** start of Information shown **

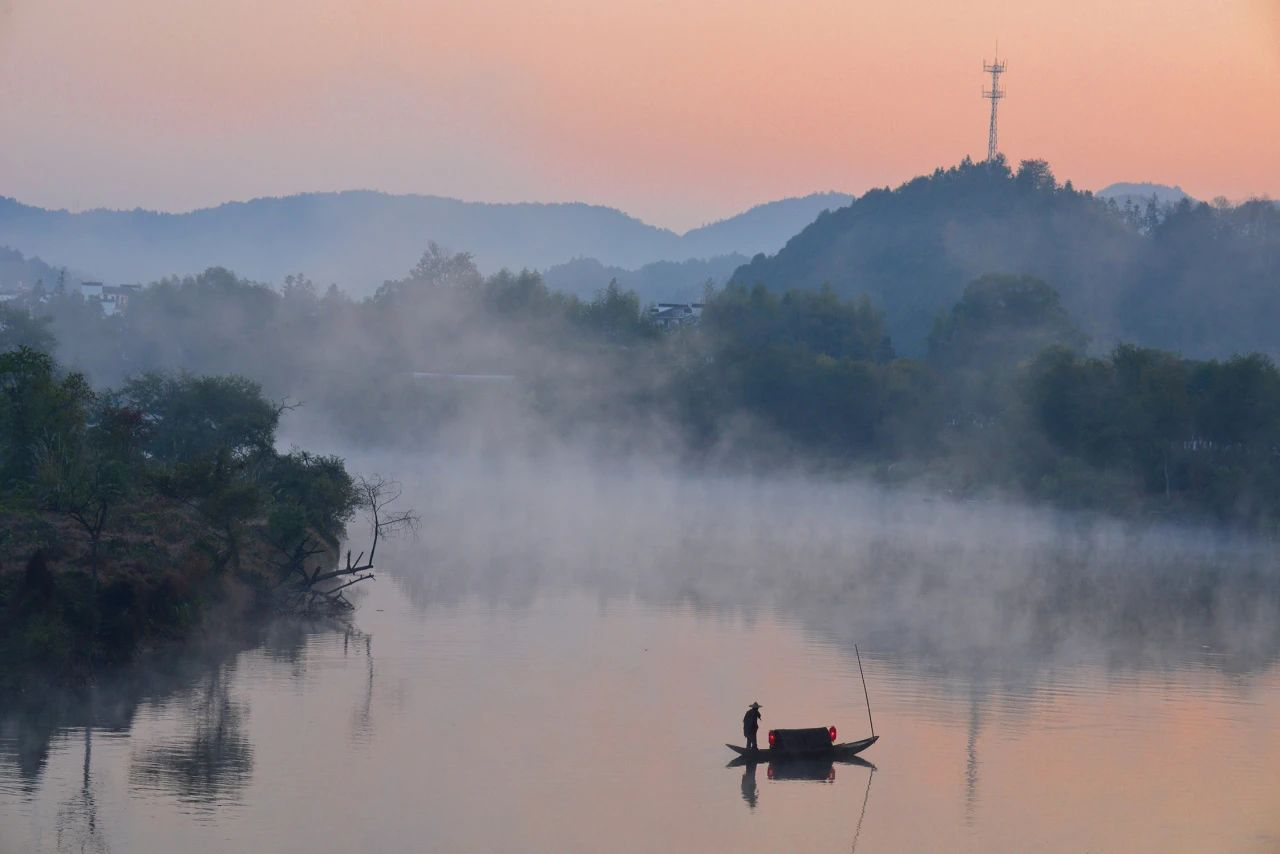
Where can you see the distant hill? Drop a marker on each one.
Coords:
(1200, 281)
(1139, 193)
(18, 272)
(656, 282)
(360, 238)
(763, 228)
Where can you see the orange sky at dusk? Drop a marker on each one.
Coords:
(679, 113)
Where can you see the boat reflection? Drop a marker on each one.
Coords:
(807, 770)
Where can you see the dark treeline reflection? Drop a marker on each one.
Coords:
(988, 589)
(209, 763)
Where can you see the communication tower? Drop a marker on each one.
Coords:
(995, 94)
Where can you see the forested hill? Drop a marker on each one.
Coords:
(359, 240)
(1192, 278)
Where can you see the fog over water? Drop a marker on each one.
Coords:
(558, 657)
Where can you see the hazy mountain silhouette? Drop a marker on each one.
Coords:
(656, 282)
(360, 238)
(1142, 192)
(1185, 277)
(17, 272)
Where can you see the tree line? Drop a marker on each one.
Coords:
(127, 511)
(1006, 394)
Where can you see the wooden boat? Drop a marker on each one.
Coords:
(848, 749)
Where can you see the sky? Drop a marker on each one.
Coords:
(676, 112)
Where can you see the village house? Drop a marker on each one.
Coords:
(670, 315)
(113, 297)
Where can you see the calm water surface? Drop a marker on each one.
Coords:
(581, 716)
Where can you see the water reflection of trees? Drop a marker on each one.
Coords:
(1002, 590)
(211, 761)
(210, 765)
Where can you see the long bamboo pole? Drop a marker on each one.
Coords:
(864, 689)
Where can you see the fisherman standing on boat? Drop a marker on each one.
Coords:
(752, 725)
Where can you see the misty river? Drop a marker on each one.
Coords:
(556, 662)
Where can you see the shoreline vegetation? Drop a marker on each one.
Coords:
(140, 503)
(140, 515)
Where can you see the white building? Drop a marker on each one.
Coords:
(113, 297)
(668, 315)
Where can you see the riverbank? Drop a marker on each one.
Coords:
(158, 583)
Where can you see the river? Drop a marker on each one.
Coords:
(556, 663)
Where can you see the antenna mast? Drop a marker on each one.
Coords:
(995, 94)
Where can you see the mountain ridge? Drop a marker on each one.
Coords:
(359, 238)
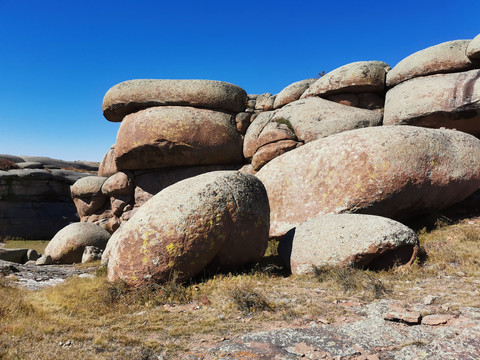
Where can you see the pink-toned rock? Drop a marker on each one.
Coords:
(218, 219)
(177, 136)
(348, 240)
(292, 92)
(443, 100)
(87, 195)
(242, 120)
(392, 171)
(436, 319)
(361, 76)
(119, 184)
(270, 151)
(107, 166)
(446, 57)
(134, 95)
(344, 99)
(371, 101)
(314, 118)
(150, 182)
(68, 244)
(265, 102)
(473, 49)
(250, 144)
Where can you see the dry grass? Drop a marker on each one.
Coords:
(108, 320)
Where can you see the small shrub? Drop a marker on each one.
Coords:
(247, 300)
(6, 164)
(352, 280)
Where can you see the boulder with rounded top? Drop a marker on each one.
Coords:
(219, 219)
(134, 95)
(392, 171)
(177, 136)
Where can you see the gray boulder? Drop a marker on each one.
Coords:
(446, 57)
(392, 171)
(353, 240)
(68, 245)
(217, 220)
(443, 100)
(473, 49)
(134, 95)
(361, 76)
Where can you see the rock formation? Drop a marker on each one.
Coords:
(37, 193)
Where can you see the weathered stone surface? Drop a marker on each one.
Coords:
(61, 164)
(449, 56)
(88, 186)
(392, 171)
(218, 218)
(119, 184)
(270, 151)
(304, 121)
(36, 203)
(68, 245)
(91, 253)
(443, 100)
(473, 49)
(315, 118)
(242, 120)
(253, 132)
(18, 256)
(371, 101)
(361, 76)
(265, 102)
(134, 95)
(341, 240)
(151, 182)
(107, 166)
(177, 136)
(292, 92)
(368, 337)
(344, 99)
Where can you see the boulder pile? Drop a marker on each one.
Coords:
(36, 191)
(168, 191)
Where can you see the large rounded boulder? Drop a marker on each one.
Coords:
(348, 240)
(68, 245)
(134, 95)
(450, 56)
(218, 220)
(392, 171)
(442, 100)
(168, 136)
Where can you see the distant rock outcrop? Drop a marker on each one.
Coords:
(37, 193)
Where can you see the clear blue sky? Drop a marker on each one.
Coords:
(58, 58)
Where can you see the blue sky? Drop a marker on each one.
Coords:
(58, 58)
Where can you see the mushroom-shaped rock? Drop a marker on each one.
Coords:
(353, 240)
(177, 136)
(361, 76)
(107, 166)
(446, 57)
(292, 92)
(87, 194)
(473, 49)
(218, 219)
(134, 95)
(392, 171)
(443, 100)
(68, 245)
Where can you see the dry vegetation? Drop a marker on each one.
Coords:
(107, 320)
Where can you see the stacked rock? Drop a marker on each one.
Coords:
(171, 130)
(36, 191)
(345, 99)
(437, 87)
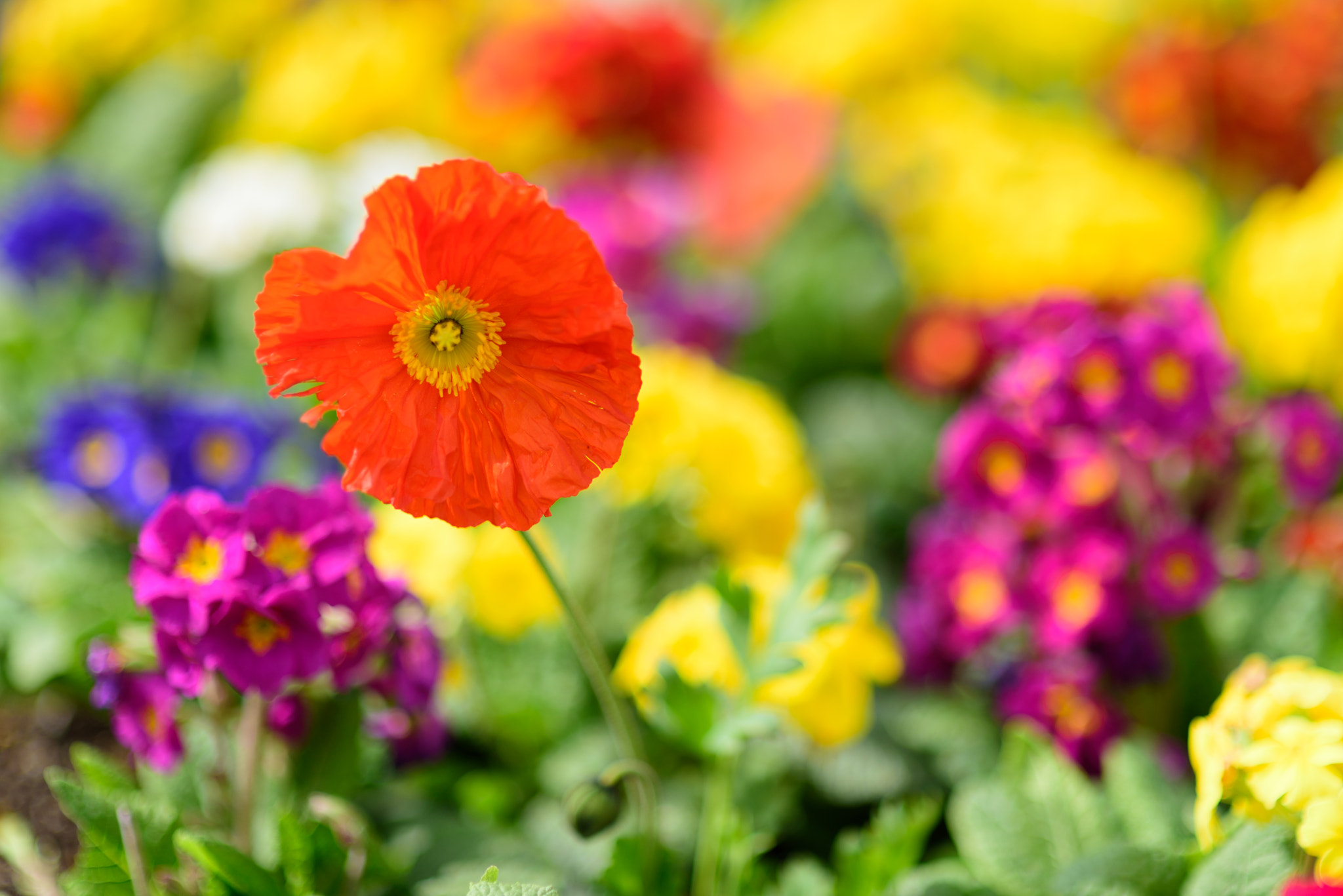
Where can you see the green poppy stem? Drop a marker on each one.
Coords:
(620, 718)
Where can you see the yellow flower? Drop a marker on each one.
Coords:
(1321, 834)
(1293, 765)
(487, 572)
(78, 41)
(721, 442)
(1281, 294)
(687, 632)
(348, 68)
(830, 695)
(992, 202)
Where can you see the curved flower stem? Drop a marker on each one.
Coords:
(617, 712)
(713, 821)
(245, 778)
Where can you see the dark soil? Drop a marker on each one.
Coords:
(37, 734)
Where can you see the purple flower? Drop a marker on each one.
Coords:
(1181, 368)
(1180, 573)
(414, 663)
(288, 718)
(143, 719)
(988, 461)
(320, 534)
(1310, 440)
(214, 445)
(262, 642)
(57, 227)
(1062, 700)
(1076, 589)
(190, 556)
(102, 444)
(969, 566)
(414, 737)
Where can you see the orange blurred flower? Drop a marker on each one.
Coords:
(473, 345)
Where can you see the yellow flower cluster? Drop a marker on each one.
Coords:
(993, 202)
(828, 696)
(725, 445)
(1281, 294)
(1273, 749)
(485, 573)
(849, 46)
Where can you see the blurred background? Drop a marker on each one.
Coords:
(838, 225)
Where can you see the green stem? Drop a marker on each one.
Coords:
(618, 716)
(245, 779)
(713, 820)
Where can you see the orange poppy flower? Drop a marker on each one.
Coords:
(473, 345)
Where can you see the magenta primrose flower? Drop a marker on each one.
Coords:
(144, 719)
(988, 461)
(1310, 440)
(1180, 573)
(1062, 700)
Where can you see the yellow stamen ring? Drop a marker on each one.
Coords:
(449, 340)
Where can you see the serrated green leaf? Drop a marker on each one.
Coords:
(1040, 815)
(1253, 861)
(1150, 805)
(296, 855)
(868, 861)
(1149, 872)
(230, 865)
(100, 771)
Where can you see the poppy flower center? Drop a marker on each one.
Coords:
(98, 458)
(449, 340)
(981, 596)
(287, 553)
(202, 562)
(1077, 600)
(261, 633)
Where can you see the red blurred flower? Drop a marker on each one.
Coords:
(641, 78)
(473, 347)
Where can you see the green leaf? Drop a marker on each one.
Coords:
(328, 762)
(940, 878)
(296, 855)
(1017, 830)
(229, 865)
(870, 860)
(1253, 861)
(100, 771)
(1149, 804)
(1148, 872)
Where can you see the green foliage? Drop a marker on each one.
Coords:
(868, 861)
(1253, 861)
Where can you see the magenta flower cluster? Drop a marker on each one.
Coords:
(269, 595)
(1081, 482)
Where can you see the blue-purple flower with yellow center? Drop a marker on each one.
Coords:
(102, 445)
(1310, 440)
(58, 227)
(1062, 700)
(264, 642)
(1075, 589)
(144, 719)
(1180, 573)
(215, 446)
(986, 461)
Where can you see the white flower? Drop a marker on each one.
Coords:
(242, 202)
(361, 166)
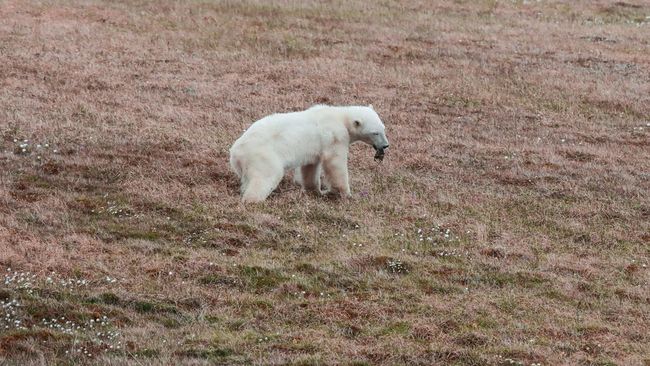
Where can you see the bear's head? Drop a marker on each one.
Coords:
(367, 127)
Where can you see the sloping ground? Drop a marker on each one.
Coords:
(508, 224)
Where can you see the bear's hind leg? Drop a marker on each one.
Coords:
(336, 174)
(310, 175)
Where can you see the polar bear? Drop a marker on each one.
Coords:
(312, 142)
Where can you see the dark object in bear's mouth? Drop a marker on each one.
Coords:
(379, 155)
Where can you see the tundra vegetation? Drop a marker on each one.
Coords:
(508, 224)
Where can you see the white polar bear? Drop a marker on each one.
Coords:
(312, 141)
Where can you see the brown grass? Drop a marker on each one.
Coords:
(508, 224)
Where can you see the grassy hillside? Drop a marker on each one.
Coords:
(509, 223)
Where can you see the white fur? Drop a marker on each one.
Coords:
(312, 142)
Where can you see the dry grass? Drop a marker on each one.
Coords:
(508, 224)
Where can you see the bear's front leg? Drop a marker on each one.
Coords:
(310, 177)
(336, 173)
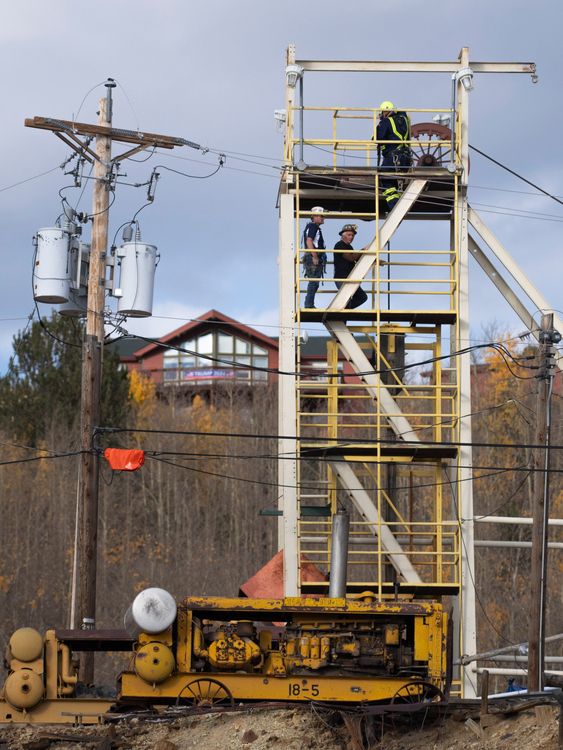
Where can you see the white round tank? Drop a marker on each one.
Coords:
(152, 611)
(136, 280)
(51, 271)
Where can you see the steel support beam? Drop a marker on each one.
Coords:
(287, 401)
(374, 385)
(390, 225)
(468, 622)
(498, 280)
(368, 510)
(512, 267)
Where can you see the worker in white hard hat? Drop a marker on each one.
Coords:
(393, 126)
(314, 262)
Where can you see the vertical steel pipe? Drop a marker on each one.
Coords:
(339, 554)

** end of Information shown **

» Stated goal: Find the line containing "Where can you see the white flower?" in the listing above. Please restate word for word that line through the last one, leaving out the pictures.

» Exercise answer:
Where can you see the white flower? Drop a marker on each one.
Coords:
(242, 202)
(361, 166)
Where can you see the bear's head? Drop a marker on each one.
Coords:
(367, 127)
Where can you see the sloping ground? Drop a marker on each one.
Coords:
(508, 224)
Where can you see the bear's hind leg? Drop a marker on each one.
Coords:
(336, 174)
(310, 175)
Where can you see the polar bear? Drop a marker on each one.
Coords:
(312, 142)
Where can you see the dark object in bear's mouth? Drop a marker on each one.
Coords:
(379, 155)
Where can you see the tundra vegetation? Drop a marker on each one.
Coords:
(508, 224)
Where can you see the white polar bear? Drop a marker on each one.
Coords:
(312, 141)
Where can you see the brown grass? Drop a marker on each one.
Coords:
(508, 224)
Where can you see the grassy hillside? Drop a marker on each one.
Coords:
(509, 223)
Where can you see the white fur? Drop a marker on each one.
Coords:
(312, 142)
Where can you see the dry grass? Drop a marker on each one.
Coords:
(508, 224)
Where can you see the bear's front leg? Drop a marker on each one.
Coords:
(310, 177)
(336, 173)
Where can you see the white round tank? Drop a marker on each one.
Coords:
(152, 611)
(136, 280)
(51, 271)
Where can you see the steel support beam? Drop a marker on each one.
Coords:
(287, 401)
(374, 385)
(390, 225)
(468, 622)
(498, 280)
(368, 510)
(512, 267)
Where can you see the worker in white hard hat? Drop a marker on each one.
Coords:
(393, 126)
(314, 262)
Where can you see the vertical steel pipe? Drop a marker on each one.
Coords:
(339, 554)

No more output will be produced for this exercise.